§ **TEXT SHOWN**:
• • •
Then followed my other belongings. I had stupidly brought a bunch of keys, which the officer eyed very suspiciously. Keys in a prison! The official mind might well be alarmed. Next came some letters and telegrams I had received while in Court, and a lead pencil, which I took from my breast-pocket.
"Anything more in that pocket?" said the officer, catching hold of the coat-lappet, and attempting to insert his hand.
"I beg pardon," I replied, disengaging his hand and stepping back; "I can do that myself. See!" I said, turning my pocket inside out.
He was satisfied, but slightly annoyed. The man was simply doing his duty, and I daresay he showed me far more courtesy than other prisoners were treated with. Yet the process of searching is unspeakably revolting, and I shrank from it instinctively; taking care, however, by my rapid gestures to render it unnecessary.
• • •
§ **INFORMATION GIVEN**:
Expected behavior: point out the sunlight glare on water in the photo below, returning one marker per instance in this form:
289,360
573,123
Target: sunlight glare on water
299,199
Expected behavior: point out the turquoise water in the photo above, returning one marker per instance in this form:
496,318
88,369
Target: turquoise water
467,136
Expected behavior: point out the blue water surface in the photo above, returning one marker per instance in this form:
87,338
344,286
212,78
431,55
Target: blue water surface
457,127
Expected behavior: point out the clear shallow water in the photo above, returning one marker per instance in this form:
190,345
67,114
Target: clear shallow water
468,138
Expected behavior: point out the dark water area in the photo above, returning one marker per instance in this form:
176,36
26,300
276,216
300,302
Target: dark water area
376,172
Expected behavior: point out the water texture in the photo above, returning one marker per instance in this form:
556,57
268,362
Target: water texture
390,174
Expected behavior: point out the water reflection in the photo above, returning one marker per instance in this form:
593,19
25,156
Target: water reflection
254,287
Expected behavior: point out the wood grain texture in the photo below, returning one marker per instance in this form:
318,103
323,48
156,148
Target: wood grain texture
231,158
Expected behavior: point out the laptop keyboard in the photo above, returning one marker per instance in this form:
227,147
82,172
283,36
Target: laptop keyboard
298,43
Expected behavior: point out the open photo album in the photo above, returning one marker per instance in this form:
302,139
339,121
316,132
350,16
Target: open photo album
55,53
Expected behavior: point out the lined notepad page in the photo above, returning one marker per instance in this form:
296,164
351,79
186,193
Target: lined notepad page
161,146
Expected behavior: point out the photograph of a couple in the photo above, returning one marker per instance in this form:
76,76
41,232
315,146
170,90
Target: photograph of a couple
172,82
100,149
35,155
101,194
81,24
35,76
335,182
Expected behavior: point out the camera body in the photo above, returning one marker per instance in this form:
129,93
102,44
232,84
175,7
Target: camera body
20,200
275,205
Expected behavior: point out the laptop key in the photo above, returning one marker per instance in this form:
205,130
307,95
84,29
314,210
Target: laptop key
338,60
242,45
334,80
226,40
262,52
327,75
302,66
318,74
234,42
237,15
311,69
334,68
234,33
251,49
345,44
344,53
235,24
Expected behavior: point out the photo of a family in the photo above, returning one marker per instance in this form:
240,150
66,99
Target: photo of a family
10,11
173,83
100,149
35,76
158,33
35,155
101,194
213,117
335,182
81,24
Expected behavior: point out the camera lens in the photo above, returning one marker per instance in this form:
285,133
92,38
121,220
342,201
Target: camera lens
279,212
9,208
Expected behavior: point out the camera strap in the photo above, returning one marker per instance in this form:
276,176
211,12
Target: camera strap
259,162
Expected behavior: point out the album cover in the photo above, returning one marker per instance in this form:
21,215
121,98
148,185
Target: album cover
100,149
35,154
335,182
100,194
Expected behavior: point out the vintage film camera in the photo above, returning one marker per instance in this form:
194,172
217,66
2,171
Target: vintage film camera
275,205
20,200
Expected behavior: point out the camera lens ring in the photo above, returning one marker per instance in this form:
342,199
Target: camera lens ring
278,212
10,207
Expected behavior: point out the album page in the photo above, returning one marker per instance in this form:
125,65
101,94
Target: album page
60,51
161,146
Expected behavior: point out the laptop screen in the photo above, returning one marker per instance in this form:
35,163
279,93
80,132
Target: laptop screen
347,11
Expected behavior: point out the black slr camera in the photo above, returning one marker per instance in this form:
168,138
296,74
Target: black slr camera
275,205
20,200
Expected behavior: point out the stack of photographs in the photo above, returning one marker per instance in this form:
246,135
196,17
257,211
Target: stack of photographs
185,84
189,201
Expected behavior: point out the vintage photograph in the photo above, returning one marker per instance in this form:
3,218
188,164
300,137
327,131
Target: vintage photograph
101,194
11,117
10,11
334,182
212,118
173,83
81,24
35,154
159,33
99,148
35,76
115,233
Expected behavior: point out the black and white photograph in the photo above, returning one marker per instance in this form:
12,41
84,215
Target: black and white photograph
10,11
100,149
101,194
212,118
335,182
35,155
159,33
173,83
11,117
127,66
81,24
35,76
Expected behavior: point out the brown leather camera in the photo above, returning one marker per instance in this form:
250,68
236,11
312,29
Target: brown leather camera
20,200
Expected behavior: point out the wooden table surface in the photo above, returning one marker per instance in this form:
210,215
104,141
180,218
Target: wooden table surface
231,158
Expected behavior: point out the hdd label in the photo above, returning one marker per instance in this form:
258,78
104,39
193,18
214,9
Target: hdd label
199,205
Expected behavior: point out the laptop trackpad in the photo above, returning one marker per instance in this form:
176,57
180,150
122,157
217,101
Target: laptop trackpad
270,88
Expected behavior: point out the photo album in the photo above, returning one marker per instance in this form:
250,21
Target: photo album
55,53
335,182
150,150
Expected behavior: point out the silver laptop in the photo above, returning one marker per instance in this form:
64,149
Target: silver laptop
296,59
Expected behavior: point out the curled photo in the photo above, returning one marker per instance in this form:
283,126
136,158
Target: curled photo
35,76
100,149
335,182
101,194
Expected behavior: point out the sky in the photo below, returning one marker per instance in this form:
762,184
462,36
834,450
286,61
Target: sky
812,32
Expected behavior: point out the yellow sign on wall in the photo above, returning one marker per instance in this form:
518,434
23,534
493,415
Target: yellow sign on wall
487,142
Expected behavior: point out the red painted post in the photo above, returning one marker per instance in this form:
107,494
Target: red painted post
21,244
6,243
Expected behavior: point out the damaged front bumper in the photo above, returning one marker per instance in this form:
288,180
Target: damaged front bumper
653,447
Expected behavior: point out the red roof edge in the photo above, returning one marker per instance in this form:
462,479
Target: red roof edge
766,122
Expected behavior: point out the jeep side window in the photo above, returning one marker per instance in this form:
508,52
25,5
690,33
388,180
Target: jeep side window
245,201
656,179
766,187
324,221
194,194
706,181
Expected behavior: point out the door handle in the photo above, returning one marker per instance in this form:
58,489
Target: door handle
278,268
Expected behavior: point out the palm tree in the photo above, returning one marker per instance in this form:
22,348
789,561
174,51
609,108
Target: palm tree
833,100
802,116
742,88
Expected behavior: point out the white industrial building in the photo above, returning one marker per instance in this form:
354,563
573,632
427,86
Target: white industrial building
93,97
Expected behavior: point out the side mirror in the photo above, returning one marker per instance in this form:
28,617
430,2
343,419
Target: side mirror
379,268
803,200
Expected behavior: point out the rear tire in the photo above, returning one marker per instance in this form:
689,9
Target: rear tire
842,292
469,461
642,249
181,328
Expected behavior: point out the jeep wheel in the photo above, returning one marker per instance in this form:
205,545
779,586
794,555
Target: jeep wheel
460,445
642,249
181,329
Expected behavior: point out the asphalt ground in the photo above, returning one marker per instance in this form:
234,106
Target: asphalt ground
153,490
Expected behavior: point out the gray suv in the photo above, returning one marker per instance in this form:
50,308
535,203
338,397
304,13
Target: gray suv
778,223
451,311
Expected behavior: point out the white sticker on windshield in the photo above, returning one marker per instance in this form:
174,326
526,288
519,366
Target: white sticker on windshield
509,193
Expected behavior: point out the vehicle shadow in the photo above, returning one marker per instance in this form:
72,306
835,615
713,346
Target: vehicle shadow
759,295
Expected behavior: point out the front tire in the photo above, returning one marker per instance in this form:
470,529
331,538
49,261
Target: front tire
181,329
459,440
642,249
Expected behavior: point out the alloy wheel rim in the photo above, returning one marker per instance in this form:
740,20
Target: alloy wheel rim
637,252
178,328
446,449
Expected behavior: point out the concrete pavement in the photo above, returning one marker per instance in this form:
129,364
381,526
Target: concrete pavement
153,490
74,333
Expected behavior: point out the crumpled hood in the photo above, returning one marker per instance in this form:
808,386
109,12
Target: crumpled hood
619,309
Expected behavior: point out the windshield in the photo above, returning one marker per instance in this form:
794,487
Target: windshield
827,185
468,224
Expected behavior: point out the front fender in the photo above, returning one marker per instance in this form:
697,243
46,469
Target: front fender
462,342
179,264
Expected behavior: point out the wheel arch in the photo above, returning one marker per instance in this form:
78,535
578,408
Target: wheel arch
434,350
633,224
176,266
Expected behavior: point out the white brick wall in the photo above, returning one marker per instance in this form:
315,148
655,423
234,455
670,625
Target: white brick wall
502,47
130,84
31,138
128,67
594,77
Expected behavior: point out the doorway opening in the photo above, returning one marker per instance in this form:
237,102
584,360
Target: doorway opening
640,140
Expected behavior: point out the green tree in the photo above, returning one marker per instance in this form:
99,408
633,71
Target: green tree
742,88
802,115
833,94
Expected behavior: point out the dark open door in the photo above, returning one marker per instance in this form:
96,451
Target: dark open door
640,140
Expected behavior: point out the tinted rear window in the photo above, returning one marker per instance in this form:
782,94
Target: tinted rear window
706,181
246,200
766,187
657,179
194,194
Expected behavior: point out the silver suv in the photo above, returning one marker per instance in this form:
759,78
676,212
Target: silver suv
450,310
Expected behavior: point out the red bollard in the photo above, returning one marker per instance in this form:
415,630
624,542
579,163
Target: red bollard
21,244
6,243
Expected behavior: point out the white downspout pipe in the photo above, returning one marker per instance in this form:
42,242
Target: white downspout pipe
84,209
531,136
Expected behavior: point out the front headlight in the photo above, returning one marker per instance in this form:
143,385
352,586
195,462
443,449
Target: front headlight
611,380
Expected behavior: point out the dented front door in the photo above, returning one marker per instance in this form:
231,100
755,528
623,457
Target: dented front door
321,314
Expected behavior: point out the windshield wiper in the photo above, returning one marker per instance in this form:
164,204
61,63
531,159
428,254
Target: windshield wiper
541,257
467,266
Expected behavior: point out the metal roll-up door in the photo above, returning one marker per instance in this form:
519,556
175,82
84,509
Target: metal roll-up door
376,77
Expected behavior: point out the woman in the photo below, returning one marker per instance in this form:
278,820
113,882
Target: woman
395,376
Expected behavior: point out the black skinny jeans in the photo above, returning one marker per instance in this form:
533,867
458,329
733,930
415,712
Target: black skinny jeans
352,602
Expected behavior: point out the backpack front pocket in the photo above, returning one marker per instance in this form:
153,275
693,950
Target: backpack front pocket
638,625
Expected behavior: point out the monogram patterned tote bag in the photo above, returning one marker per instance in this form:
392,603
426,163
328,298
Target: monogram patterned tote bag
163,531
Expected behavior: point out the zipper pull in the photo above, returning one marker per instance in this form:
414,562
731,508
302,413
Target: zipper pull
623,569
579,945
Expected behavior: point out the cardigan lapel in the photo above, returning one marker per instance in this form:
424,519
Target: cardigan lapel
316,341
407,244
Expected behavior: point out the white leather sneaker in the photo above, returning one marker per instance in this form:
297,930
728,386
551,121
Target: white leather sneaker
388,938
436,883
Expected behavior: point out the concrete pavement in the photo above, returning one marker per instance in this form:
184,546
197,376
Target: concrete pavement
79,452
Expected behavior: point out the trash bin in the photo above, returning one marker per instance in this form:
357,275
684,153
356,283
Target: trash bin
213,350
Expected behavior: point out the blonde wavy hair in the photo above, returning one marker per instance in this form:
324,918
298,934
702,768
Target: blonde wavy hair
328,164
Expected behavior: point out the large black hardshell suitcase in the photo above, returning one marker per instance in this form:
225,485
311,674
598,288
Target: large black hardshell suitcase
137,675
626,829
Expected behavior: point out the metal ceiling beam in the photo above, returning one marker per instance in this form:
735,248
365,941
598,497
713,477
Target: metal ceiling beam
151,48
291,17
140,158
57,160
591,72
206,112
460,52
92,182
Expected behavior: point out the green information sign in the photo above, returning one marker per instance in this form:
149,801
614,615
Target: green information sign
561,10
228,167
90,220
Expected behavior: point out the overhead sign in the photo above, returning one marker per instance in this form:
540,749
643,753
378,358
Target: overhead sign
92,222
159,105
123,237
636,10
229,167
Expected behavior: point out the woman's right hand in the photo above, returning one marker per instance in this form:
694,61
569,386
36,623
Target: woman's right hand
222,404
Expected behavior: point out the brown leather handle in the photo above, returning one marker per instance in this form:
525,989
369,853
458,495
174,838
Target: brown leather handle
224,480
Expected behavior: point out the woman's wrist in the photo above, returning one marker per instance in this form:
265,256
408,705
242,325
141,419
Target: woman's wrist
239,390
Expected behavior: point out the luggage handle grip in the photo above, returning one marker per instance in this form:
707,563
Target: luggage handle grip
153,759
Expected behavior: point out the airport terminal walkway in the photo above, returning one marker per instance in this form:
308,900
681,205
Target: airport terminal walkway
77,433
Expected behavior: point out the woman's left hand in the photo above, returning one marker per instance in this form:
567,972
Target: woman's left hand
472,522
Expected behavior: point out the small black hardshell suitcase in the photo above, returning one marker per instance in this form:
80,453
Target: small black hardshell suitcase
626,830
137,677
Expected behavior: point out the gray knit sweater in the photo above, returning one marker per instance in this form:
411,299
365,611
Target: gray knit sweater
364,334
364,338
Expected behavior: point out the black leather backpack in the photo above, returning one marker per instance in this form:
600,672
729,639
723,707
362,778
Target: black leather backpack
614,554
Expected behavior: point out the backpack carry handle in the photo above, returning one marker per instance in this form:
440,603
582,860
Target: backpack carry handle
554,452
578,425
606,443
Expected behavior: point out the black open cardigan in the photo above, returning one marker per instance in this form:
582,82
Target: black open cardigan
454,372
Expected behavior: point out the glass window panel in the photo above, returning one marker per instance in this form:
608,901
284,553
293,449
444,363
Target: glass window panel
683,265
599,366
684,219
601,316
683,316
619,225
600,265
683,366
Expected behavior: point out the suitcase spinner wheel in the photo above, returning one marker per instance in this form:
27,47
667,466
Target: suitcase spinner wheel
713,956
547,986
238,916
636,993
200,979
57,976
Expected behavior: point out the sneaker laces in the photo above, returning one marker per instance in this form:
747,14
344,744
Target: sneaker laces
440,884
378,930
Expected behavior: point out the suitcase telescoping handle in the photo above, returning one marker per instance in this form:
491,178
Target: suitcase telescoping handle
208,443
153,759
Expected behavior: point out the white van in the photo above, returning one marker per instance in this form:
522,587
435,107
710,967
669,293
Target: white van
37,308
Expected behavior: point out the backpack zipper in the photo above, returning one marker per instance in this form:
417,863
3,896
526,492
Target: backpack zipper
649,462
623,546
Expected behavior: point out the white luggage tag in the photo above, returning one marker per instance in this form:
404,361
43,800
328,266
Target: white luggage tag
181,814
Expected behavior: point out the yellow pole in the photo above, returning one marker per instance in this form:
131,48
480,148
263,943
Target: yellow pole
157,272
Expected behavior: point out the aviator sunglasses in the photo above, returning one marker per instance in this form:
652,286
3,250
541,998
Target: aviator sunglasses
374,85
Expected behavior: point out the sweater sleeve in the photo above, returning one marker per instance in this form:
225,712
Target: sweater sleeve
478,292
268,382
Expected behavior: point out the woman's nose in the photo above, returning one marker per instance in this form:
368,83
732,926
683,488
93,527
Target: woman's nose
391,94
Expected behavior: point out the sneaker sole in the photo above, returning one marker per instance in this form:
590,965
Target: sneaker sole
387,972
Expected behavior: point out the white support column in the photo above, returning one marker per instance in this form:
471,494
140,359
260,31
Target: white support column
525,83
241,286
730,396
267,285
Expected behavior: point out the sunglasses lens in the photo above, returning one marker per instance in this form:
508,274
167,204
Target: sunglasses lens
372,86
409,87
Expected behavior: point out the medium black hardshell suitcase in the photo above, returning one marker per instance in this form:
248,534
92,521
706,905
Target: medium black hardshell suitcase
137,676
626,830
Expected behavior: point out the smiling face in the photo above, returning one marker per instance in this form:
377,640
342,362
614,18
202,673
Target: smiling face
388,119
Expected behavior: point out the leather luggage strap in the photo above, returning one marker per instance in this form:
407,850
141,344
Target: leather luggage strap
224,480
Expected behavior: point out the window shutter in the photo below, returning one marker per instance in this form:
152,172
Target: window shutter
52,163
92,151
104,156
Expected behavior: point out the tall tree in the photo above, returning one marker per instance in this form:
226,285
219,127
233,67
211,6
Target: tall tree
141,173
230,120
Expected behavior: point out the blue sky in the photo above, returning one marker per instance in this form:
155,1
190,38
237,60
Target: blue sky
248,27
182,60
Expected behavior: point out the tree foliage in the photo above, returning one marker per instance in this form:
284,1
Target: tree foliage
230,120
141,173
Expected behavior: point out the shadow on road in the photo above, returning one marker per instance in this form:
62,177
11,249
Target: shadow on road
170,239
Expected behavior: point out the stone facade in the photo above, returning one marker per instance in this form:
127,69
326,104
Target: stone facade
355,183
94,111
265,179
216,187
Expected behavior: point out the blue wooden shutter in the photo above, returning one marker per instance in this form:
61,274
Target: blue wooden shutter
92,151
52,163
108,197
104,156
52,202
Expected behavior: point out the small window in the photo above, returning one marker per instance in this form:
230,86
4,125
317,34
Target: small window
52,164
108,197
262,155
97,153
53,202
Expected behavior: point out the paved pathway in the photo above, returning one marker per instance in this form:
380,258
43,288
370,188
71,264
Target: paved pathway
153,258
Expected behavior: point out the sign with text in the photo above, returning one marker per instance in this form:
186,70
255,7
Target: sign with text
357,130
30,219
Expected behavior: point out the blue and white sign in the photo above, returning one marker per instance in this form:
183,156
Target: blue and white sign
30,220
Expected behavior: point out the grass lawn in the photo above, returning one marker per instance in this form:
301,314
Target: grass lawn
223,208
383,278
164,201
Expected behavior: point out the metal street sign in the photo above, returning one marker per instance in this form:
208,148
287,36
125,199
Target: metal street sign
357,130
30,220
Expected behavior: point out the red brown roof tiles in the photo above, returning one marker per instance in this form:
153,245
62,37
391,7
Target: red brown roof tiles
• • •
§ **EXERCISE PROMPT**: Go on with the account of the prison search from its last sentence.

§ **TASK ANSWER**:
Prisoners are regularly searched in Holloway Gaol, as well as in other penal establishments; and being under the ordinary prison regulations, like other "convicted criminals," I was of course subjected to the indignity. I must in candor admit that the officers made it as little offensive as possible in my case; yet the touch of a man's hand about one's person is so repulsive, that I always had great difficulty in suppressing my indignation. If an officer owes a prisoner a grudge, he is able (especially if the man is a little more refined than the general run of his associates) to render the searching an almost intolerable infliction. Sometimes the prisoners are stripped to their drawers or shirts, without any particular reason; and the process can even be carried farther, until they are in a state of complete nudity. On one occasion this experiment was attempted on me, but I declined to submit to it, and the brace of officers (they always search in pairs, to prevent collusion) shrank from employing force.
All the requisite formalities being transacted, I was supplied with a pair of sheets and a duster; and carrying these on my arm, I was conducted upstairs to my apartment. Before leaving, however, I shook hands with my companions, although it was in direct defiance of the "rules and regulations."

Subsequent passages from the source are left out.